## KUTIPAN TEKS

☆ ☆ ☆ ☆ ☆ ☆ ☆

Film Favorit Saya (4)


Before Sunset (2004) adalah sekuel kedua dari film Before Sunrise yang dibuat sembilan tahun sebelumnya. Dalam sekuel pertama, Before Sunrise bercerita tentang percintaan satu hari antara Celine (Julie Delpy) dan Jesse (Ethan Hawke). Sebelum berpisah, keduanya sepakat untuk bertemu kembali enam bulan kemudian. Apa yang terjadi kemudian, itulah yang diceritakan dalam Before Sunset.

Setelah enam bulan dari waktu yang disepakati, Jesse muncul di tempat yang telah mereka tentukan, tapi Celine tidak muncul. Jesse tidak tahu alasan Celine tidak datang. Ia juga tidak pernah bertemu Celine lagi. Untuk menemukan kembali Celine, Jesse lalu menulis sebuah novel yang mengisahkan pertemuannya dengan Celine sembilan tahun sebelumnya, tentang satu hari bersama Celine yang tidak bisa dilupakannya meski Jesse telah beristri dan mempunyai seorang anak laki-laki. Saat mempromosikan novelnya di Paris, Celine hadir dalam acara bedah buku dan itulah untuk pertama kalinya Jesse bertemu Celine lagi.

☆ ☆ ☆ ☆ ☆ ☆ ☆

## DATA YANG DIBERIKAN
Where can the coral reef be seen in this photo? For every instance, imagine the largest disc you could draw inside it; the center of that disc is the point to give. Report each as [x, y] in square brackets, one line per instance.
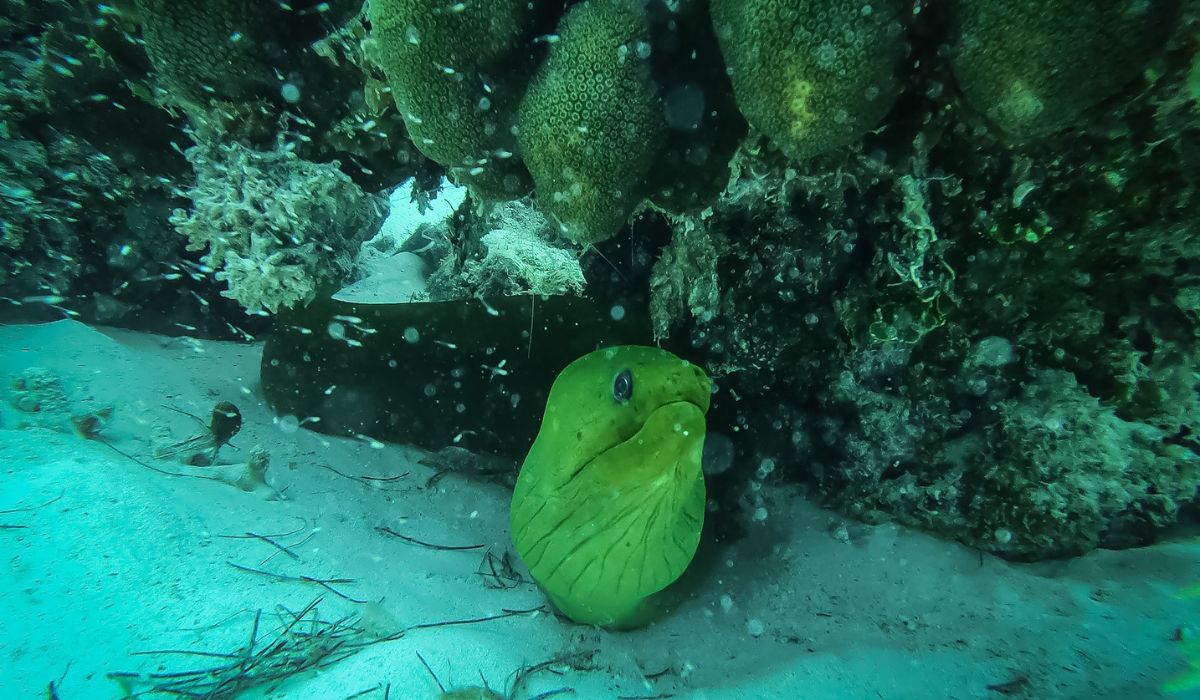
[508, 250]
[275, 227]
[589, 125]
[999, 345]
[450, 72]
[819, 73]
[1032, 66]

☆ ☆ ☆ ☆ ☆ ☆ ☆

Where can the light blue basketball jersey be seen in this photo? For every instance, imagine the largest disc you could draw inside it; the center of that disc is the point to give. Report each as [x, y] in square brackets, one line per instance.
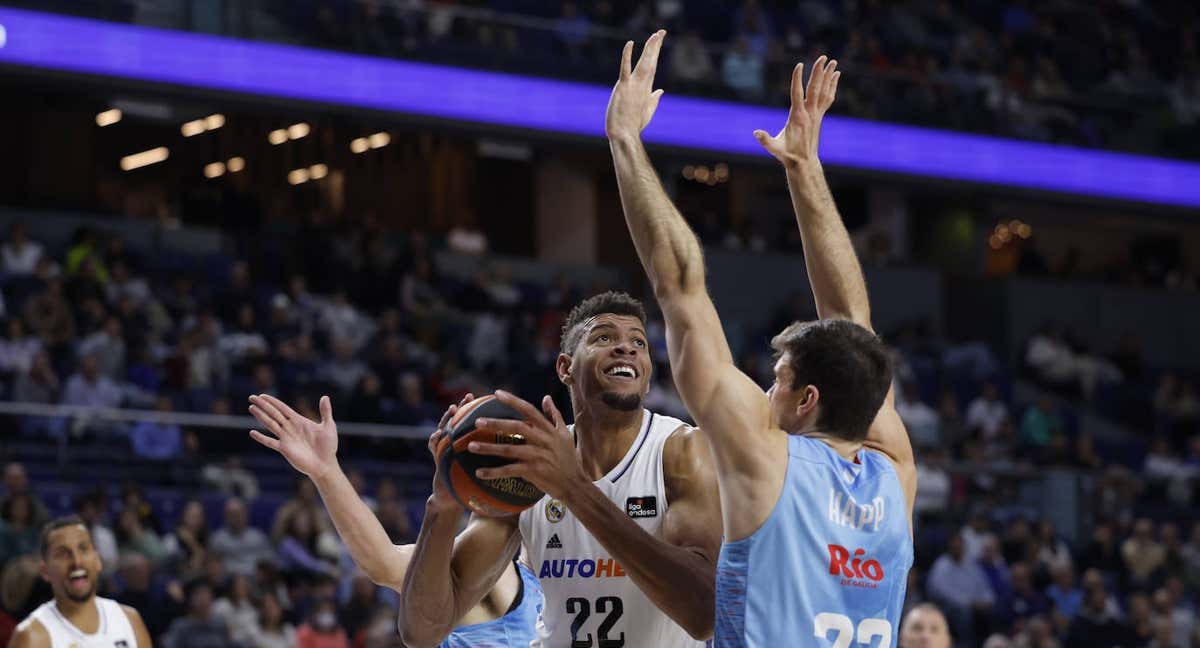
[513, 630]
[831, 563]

☆ ☆ ☆ ☆ ☆ ☆ ☆

## KETENTUAN TUGAS
[a] Sebutkan semua nama orang yang muncul dalam kutipan tentang film Before Sunset, baik nama tokoh maupun nama pemerannya.
[b] Tolong sunting kutipan tentang film Before Sunset mulai dari "Setelah enam bulan" sampai "Jesse bertemu Celine lagi.", dengan mengganti "Paris" menjadi "Roma".
Data di atas tidak dipakai dalam latihan ini.

## JAWABAN LATIHAN
[a] Celine, Julie Delpy, Jesse, Ethan Hawke

[b]
Setelah enam bulan dari waktu yang disepakati, Jesse muncul di tempat yang telah mereka tentukan, tapi Celine tidak muncul. Jesse tidak tahu alasan Celine tidak datang. Ia juga tidak pernah bertemu Celine lagi. Untuk menemukan kembali Celine, Jesse lalu menulis sebuah novel yang mengisahkan pertemuannya dengan Celine sembilan tahun sebelumnya, tentang satu hari bersama Celine yang tidak bisa dilupakannya meski Jesse telah beristri dan mempunyai seorang anak laki-laki. Saat mempromosikan novelnya di Roma, Celine hadir dalam acara bedah buku dan itulah untuk pertama kalinya Jesse bertemu Celine lagi.